### OBJECTIVE
Print each of the items below word for word, without changing anything.

◇ ◇ ◇ ◇ ◇

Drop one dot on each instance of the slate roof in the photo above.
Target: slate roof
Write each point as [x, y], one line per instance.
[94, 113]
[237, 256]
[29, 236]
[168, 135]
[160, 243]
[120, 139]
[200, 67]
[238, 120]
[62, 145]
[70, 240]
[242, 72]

◇ ◇ ◇ ◇ ◇

### SOLUTION
Drop one dot on each instance of the slate roof in the photo above.
Target: slate roof
Write each point as [x, y], one line per instance.
[94, 113]
[237, 256]
[29, 236]
[168, 135]
[160, 243]
[120, 139]
[200, 67]
[238, 120]
[62, 145]
[70, 240]
[242, 72]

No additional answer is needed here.